WHAT TO DO:
Extract exactly the range of lines bounded by the line containing "For every instance of the distant" and the final line of the listing, both ends included, and no other lines.

··· DATASET EXTRACT

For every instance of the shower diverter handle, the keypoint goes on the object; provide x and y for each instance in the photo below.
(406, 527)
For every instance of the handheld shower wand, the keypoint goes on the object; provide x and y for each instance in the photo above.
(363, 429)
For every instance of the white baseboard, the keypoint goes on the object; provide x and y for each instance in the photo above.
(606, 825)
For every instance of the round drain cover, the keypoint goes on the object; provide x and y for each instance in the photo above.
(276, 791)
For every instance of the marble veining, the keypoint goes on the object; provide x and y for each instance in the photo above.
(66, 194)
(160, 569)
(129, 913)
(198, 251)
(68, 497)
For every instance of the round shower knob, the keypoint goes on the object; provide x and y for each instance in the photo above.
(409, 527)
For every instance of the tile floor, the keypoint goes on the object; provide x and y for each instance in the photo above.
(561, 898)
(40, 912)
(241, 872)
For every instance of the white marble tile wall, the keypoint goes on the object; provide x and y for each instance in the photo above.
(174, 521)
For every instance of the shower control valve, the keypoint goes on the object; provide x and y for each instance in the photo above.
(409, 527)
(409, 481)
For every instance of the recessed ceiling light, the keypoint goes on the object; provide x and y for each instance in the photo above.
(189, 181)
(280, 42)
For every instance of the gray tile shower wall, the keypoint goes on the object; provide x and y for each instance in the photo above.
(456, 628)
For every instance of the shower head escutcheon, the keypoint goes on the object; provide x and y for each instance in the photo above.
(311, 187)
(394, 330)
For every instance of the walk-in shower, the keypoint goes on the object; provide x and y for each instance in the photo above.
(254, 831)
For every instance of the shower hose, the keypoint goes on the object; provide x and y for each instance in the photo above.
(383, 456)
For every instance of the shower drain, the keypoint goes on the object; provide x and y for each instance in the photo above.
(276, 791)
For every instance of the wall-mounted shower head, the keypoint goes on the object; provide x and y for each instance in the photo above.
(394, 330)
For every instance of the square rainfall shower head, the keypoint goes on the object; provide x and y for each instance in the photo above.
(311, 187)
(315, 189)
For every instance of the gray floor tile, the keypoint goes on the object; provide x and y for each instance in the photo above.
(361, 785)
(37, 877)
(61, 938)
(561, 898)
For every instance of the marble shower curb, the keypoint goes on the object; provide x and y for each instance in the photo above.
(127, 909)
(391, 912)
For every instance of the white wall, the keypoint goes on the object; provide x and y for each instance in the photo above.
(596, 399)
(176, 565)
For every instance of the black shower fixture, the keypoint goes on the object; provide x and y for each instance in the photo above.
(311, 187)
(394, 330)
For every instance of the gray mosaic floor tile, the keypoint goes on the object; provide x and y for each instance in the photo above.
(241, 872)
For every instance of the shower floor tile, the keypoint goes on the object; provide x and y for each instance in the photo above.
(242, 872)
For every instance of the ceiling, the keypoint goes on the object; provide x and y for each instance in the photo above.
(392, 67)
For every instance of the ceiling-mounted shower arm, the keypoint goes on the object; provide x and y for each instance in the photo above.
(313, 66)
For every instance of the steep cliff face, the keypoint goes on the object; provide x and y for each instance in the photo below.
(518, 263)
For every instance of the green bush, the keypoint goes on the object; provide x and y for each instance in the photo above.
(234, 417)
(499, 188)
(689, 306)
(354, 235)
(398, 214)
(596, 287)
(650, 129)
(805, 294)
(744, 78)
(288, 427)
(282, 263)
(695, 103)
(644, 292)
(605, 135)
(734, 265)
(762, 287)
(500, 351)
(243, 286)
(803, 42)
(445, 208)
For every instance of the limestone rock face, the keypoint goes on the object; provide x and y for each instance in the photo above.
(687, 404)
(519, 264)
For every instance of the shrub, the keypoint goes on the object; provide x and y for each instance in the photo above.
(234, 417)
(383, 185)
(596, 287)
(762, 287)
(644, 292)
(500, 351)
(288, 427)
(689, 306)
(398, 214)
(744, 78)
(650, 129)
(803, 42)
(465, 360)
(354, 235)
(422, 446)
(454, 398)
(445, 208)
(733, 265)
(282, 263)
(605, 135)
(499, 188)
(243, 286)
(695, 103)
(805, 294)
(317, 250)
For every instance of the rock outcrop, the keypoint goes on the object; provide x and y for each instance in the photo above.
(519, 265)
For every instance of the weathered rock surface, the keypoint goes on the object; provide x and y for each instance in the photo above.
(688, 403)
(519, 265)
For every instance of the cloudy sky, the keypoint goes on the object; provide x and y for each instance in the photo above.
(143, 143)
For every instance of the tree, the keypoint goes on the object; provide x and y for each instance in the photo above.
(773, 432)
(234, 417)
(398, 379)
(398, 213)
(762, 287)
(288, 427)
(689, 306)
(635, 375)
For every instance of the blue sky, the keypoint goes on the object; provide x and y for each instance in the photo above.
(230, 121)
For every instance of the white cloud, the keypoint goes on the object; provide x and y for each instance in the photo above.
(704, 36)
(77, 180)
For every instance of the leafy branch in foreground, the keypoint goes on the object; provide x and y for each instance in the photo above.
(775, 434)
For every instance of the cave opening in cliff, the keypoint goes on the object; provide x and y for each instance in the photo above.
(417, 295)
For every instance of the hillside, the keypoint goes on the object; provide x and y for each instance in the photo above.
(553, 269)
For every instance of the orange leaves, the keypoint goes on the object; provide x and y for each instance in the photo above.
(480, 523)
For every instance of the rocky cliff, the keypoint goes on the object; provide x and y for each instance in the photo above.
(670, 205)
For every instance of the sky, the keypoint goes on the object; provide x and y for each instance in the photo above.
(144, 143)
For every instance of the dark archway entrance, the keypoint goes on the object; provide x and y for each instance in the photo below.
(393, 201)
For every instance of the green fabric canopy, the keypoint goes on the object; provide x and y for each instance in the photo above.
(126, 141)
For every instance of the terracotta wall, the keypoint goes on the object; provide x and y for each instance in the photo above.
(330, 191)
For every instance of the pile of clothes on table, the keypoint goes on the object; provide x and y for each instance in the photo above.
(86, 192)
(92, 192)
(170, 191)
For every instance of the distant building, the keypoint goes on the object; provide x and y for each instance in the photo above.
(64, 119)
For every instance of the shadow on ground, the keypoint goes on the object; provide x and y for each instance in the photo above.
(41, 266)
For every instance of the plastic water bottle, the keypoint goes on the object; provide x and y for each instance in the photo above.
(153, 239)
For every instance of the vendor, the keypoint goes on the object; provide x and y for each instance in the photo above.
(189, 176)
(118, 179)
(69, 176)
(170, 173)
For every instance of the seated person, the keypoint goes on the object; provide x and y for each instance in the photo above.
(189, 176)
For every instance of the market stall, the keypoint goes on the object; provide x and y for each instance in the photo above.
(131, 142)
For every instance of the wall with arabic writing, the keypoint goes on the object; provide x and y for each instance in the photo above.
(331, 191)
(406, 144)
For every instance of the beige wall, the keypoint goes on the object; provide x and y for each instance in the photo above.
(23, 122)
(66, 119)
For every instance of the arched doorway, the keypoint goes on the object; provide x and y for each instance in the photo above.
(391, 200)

······

EXPECTED ANSWER:
For every instance of the distant building, the keypoint goes on the object; provide x and y for each instance in the photo above.
(64, 119)
For every instance of the shadow on ground, the keypoint goes on the object; provide x and y for each instance in the photo above.
(41, 266)
For every instance of the plastic water bottle, the keypoint goes on the object; provide x and y for each instance in the photo above.
(153, 239)
For every instance of the vendor, the keypoint goes on the object; provide x and y for each instance in the photo above.
(189, 176)
(118, 179)
(69, 176)
(170, 173)
For every instance of the seated person, the keypoint goes on the object; provide x and y for each instance in the photo above.
(189, 176)
For every instance of the market stall, the keypoint goes on the object; provide x and y for each instance in the photo above.
(131, 142)
For every instance of the wall with arabic writing, the keypoint goes on the object; provide x and y for each instance in the photo above.
(331, 191)
(406, 144)
For every instance of the beige wall, the keypoint goes on the object; provide x and y for each instance in the photo above.
(23, 122)
(66, 119)
For every instance of the arched doorway, the keypoint goes on the object; provide x and y for each instance in the photo above.
(391, 200)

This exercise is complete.